* GIVEN TASK A
Decide whether each statement agrees with the passage on the force transmission piece, answering yes or no and quoting the deciding words of the passage. (i) The wound body can be made on a conventional spring coiling machine. (ii) Fitting requires the wound body to be moved, since the shaft cannot be moved into it. (iii) Before expansion, the wound body is made with an inside diameter larger than the outside diameter of the shaft shank.

>> Start PASSAGE

In a further development of the present invention, the force transmission piece including its wound body and a function arm connected therewith may be integrally made of one piece, being in particular formed of bent wire. The force transmission piece may be made of spring steel spring so that it is elastic, forming a spring body.

As function arm provision may be made in particular for a freely projecting crank arm by means of which a moment is transmissible from and to the shaft. Preferably, the crank arm is an eccentric coupling pin extending roughly parallel to the shaft longitudinal axis and suitable for engagement by the next component in the gear train. In this arrangement the coupling pin is preferably formed by a protruding end of the wire from which the wound body of the spring element is wound.

Advantageously, the spring body, meaning the wound body, may be manufactured at very low cost on a conventional spring coiling machine for compression and tension springs. With respect to process engineering, the invention hence provides for the force transmission piece to be bent from a length of wire a section of which is bent to form the helical wound body and is then pushed onto the shaft shank so that the wound body sits on the shaft shank in non-rotatable relationship thereto. In this process it is not necessarily the wound body that has to be moved in order to be fitted onto the shaft shank. It is also possible for the shaft to be pushed into the stationary and fixedly held wound body.

It will be appreciated that winding the wound body directly onto the shaft shank may also be contemplated. However, it is of particular advantage to first manufacture the wound body, without the shaft being involved, to an inside diameter smaller than the outside diameter of the shaft shank and then, using an expansion tool, to expand the wound body elastically to a mounting diameter which is at least as large as the outside diameter of the shaft shank and slide it onto the shaft shank. As soon as the wound body occupies the desired position on the shaft shank, the elastic expansion is canceled by withdrawal of the expansion tool, causing the wound body to return or attempt to return to its initial diameter, whereby it wraps tightly around the shaft shank. As a result, it is permanently held on the shaft shank by frictional engagement therewith.

In order to achieve the desired rotational alignment of the force transmission piece relative to the shaft, use can be made of alignment elements on the expansion tool, by means of which the function arm of the force transmission piece on the one hand and, on the other hand, the section of the shaft shank defining the rotational orientation are sensed or gripped. Conventionally, the end of the shaft shank remote from the force transmission piece may possess a flattening or a notch so it is not completely symmetrical about its axis and it is necessary to provide for the rotational alignment of the force transmission piece during assembly.

>> End PASSAGE

* GIVEN TASK B
List every line of the entries below that contains the string "plate". Case counts.

>> Start MATERIAL FOR THE TASK

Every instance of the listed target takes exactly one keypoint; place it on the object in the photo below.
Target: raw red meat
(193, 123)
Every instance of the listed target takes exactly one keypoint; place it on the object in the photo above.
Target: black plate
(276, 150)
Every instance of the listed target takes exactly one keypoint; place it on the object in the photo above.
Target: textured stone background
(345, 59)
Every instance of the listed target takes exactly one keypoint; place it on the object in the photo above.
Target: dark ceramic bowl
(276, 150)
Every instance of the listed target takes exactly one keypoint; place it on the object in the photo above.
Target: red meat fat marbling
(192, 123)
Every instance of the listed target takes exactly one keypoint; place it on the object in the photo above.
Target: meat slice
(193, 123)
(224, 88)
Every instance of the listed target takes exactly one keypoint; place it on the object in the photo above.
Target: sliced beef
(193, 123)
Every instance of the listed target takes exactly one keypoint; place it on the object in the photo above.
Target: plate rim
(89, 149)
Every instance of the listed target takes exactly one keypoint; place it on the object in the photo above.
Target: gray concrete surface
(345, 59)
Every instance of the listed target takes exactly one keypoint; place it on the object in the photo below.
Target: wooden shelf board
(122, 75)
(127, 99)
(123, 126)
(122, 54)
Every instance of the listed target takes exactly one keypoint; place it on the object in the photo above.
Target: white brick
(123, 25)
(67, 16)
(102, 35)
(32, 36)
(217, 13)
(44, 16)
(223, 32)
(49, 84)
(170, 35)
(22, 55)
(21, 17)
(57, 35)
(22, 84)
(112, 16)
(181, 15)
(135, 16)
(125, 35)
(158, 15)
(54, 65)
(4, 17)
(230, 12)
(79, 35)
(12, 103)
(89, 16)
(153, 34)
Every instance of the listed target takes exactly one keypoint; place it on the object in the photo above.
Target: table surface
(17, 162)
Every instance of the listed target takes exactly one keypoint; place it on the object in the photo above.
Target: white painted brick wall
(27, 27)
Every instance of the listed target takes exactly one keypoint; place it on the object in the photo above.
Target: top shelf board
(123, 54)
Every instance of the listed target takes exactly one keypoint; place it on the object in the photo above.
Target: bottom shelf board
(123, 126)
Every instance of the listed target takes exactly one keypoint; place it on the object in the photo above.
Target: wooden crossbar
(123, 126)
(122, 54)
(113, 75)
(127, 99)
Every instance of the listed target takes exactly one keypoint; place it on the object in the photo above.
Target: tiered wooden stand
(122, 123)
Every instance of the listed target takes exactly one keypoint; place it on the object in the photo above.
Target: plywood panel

>> End MATERIAL FOR THE TASK

* TASK OUTPUT A
(i) Yes: "the spring body, meaning the wound body, may be manufactured at very low cost on a conventional spring coiling machine for compression and tension springs"
(ii) No: "It is also possible for the shaft to be pushed into the stationary and fixedly held wound body."
(iii) No: "to an inside diameter smaller than the outside diameter of the shaft shank"

* TASK OUTPUT B
Target: black plate
Target: plate rim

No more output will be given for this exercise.